[YOUR OBJECTIVE] Extract every record, keeping each one exactly as it is.

------------------------

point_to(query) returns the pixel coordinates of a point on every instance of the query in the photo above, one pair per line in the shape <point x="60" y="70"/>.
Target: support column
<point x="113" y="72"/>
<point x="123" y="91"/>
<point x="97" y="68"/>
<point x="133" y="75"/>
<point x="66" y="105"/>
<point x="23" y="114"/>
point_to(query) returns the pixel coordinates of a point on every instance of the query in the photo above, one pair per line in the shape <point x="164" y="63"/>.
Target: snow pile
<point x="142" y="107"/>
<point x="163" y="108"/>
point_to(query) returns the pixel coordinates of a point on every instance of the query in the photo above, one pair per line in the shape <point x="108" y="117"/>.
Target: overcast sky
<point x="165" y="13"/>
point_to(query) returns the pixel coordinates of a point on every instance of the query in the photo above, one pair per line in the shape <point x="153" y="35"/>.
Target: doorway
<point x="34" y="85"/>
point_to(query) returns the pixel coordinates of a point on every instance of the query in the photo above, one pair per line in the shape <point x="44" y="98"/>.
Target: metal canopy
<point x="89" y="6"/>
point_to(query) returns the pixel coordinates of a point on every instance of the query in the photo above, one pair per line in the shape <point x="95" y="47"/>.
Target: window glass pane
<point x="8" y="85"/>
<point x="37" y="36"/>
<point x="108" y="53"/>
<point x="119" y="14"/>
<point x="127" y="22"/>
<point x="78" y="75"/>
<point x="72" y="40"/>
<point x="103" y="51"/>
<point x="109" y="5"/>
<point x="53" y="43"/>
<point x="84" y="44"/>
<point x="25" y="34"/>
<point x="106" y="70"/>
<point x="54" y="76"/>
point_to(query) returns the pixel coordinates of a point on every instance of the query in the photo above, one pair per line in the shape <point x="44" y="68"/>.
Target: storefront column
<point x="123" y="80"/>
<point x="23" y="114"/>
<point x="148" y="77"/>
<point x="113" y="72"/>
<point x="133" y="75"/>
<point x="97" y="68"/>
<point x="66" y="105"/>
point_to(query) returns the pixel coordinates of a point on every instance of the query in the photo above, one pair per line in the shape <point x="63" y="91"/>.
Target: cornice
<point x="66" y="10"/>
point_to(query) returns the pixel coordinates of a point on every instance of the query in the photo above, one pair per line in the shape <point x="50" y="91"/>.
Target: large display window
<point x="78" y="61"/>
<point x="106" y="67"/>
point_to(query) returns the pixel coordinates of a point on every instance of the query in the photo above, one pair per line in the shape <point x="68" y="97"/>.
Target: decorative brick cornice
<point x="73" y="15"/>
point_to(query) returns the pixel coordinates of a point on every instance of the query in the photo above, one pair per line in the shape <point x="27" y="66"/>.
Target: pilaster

------------------------

[TASK RESPONSE]
point_to(query) returns the pixel coordinates of a point on every instance of the query in the photo above, one pair per line in the shape <point x="60" y="70"/>.
Target: support column
<point x="113" y="72"/>
<point x="123" y="91"/>
<point x="97" y="68"/>
<point x="133" y="75"/>
<point x="66" y="105"/>
<point x="23" y="114"/>
point_to(query) returns the pixel coordinates of a point on every instance of the query in the photo above, one pair per line in the shape <point x="164" y="63"/>.
Target: snow pile
<point x="142" y="107"/>
<point x="163" y="108"/>
point_to(query) returns the pixel coordinates of a point on every instance of the query in the photo above, one pair per line in the shape <point x="108" y="117"/>.
Target: overcast sky
<point x="165" y="13"/>
point_to(query) returns the pixel coordinates of a point on every instance of the query in the photo above, one pair per line in the shape <point x="153" y="35"/>.
Target: doorway
<point x="34" y="85"/>
point_to(query) returns the pixel coordinates of a point on every instance of the query in the photo above, one pair per line in the shape <point x="44" y="98"/>.
Target: metal canopy
<point x="89" y="6"/>
point_to(query) returns the pixel coordinates of a point on every instance of the query in the photo above, one pair per line in the shape <point x="95" y="47"/>.
Target: window glass pane
<point x="8" y="85"/>
<point x="37" y="36"/>
<point x="108" y="53"/>
<point x="119" y="14"/>
<point x="127" y="22"/>
<point x="78" y="75"/>
<point x="72" y="40"/>
<point x="103" y="51"/>
<point x="109" y="5"/>
<point x="53" y="43"/>
<point x="84" y="44"/>
<point x="25" y="34"/>
<point x="106" y="70"/>
<point x="54" y="76"/>
point_to(query) returns the pixel coordinates of a point on every instance of the query in the photo above, one pair per line in the shape <point x="44" y="68"/>.
Target: storefront column
<point x="123" y="80"/>
<point x="23" y="114"/>
<point x="148" y="77"/>
<point x="113" y="72"/>
<point x="133" y="75"/>
<point x="97" y="68"/>
<point x="66" y="105"/>
point_to(query) returns the pixel coordinates of a point on every instance of the query in the photo above, one pair per line in the shape <point x="63" y="91"/>.
Target: cornice
<point x="66" y="10"/>
point_to(query) returns the pixel coordinates of a point on every instance of the query in the photo above, one pair per line in the shape <point x="50" y="91"/>.
Target: large display window
<point x="78" y="61"/>
<point x="106" y="67"/>
point_to(query) returns the pixel coordinates of a point on every instance of the query in the photo above, one pair per line in the shape <point x="68" y="97"/>.
Target: decorative brick cornice
<point x="73" y="15"/>
point_to(query) returns the pixel coordinates of a point on every instance of the query in the photo above, one pair per line in the shape <point x="27" y="66"/>.
Target: pilaster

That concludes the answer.